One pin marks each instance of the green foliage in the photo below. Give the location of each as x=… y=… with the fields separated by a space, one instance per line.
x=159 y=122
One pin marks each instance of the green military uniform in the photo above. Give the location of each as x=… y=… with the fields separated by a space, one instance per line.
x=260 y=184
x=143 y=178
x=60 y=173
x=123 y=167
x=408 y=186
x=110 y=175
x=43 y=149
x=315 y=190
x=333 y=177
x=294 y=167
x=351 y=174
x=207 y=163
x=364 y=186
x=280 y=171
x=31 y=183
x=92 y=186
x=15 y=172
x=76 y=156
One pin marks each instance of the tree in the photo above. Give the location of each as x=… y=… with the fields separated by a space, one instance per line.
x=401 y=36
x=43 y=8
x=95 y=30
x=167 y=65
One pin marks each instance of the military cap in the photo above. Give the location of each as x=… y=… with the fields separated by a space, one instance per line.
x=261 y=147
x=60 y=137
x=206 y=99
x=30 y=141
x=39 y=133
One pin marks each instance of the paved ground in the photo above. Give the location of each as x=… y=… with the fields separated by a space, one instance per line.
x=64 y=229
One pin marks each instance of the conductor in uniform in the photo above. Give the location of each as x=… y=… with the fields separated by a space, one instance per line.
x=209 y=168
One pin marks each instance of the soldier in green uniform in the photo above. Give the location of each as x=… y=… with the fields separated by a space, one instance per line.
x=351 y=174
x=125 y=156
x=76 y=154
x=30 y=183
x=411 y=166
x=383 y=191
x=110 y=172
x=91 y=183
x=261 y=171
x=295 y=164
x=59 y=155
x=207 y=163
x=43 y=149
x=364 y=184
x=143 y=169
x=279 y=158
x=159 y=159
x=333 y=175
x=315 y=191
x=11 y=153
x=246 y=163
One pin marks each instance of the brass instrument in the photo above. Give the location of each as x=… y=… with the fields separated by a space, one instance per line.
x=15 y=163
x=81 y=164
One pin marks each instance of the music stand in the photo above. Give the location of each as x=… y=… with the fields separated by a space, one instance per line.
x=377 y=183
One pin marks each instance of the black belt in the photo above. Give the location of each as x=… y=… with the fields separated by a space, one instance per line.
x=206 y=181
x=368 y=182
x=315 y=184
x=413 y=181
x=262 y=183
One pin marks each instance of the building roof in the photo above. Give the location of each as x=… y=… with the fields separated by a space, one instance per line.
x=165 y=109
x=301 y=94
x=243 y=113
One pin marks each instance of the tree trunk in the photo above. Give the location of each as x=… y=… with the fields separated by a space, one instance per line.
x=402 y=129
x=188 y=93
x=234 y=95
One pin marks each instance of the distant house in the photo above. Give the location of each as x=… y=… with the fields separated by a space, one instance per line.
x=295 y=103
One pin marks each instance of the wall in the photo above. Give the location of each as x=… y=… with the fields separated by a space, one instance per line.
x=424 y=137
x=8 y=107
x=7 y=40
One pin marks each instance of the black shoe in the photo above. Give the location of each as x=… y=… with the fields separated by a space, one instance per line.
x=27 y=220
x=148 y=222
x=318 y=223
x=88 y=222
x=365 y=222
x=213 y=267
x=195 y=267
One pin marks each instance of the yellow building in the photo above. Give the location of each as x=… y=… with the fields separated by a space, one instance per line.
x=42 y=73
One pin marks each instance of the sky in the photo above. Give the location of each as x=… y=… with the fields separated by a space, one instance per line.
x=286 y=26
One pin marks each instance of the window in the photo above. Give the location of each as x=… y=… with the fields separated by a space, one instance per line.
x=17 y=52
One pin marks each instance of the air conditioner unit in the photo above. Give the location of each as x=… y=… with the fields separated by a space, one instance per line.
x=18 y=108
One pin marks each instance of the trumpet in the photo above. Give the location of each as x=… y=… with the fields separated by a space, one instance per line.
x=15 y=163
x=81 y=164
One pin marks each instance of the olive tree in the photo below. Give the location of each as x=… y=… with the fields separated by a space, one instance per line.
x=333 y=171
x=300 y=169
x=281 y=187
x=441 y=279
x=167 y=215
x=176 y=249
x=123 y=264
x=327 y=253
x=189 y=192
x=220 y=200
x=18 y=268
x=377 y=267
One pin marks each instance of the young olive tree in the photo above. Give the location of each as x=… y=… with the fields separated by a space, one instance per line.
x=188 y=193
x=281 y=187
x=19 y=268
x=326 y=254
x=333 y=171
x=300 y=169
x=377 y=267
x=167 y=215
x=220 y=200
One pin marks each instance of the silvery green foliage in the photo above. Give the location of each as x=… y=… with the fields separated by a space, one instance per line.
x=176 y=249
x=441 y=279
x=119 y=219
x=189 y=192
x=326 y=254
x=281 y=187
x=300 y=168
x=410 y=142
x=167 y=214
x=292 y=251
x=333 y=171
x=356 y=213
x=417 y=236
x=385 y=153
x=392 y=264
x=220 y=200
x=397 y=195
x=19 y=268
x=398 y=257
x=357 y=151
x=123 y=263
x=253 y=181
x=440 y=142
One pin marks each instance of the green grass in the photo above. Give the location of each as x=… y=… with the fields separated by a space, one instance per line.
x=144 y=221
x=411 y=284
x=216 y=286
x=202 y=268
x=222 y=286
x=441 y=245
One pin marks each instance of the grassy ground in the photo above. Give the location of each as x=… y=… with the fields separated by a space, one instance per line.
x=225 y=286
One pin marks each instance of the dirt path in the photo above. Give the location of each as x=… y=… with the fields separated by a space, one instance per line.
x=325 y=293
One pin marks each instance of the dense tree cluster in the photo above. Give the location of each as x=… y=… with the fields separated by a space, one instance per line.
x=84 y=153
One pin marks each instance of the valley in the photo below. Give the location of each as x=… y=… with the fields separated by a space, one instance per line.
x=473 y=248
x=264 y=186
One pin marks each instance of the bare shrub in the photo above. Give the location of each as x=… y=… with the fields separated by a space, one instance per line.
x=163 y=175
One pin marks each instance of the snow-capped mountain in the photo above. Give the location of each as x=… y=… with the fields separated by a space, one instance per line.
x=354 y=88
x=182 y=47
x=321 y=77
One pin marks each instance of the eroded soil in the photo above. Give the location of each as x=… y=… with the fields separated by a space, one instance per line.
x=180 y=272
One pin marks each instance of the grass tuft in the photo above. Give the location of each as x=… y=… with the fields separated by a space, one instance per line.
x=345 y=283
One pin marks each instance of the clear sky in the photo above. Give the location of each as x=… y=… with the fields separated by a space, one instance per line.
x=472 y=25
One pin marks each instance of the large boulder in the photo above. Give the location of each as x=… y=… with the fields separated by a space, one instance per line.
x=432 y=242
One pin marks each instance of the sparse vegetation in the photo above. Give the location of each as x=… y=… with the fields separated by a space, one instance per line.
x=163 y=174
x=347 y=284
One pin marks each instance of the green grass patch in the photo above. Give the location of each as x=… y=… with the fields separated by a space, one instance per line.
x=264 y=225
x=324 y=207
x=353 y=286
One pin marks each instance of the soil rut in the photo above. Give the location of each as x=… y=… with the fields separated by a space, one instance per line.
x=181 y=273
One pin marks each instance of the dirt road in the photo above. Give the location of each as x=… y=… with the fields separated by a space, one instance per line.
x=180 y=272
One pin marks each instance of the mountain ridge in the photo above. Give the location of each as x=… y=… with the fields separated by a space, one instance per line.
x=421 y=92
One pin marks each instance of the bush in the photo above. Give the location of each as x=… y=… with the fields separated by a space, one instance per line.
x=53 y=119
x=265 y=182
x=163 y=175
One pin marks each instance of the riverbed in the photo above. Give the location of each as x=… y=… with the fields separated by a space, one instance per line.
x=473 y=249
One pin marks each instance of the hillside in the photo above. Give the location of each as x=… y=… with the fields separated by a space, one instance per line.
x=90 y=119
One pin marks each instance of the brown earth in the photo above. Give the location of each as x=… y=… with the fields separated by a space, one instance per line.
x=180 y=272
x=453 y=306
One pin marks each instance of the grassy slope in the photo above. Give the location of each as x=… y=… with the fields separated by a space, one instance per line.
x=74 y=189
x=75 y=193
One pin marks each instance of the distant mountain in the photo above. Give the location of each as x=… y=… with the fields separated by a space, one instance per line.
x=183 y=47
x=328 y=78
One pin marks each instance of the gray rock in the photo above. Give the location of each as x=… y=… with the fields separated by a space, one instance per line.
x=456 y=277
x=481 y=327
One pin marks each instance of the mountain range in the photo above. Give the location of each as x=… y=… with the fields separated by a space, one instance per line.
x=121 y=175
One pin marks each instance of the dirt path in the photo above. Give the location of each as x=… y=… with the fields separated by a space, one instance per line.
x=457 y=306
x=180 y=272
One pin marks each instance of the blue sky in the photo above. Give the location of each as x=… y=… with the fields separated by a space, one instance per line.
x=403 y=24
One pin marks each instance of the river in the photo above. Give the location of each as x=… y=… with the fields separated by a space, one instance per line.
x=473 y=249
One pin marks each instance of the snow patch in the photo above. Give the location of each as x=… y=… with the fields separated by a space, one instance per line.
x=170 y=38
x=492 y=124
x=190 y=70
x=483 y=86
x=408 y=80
........
Aim of the exercise: Print only the lines from the one with "One pin marks each instance of the blue" to the end of the records, both included.

Exercise result:
One pin marks each instance of the blue sky in the photo above. Give the location of each as x=… y=… with the fields separated by a space, one instance per line.
x=403 y=24
One pin marks each instance of the river in the photo above. Give the location of each as x=… y=… with the fields separated by a space, one instance per line.
x=473 y=249
One pin marks each instance of the snow patch in the photo above. Give the location of each as x=… y=… with the fields separated by a space, one instance per line.
x=170 y=38
x=492 y=124
x=190 y=70
x=483 y=86
x=408 y=80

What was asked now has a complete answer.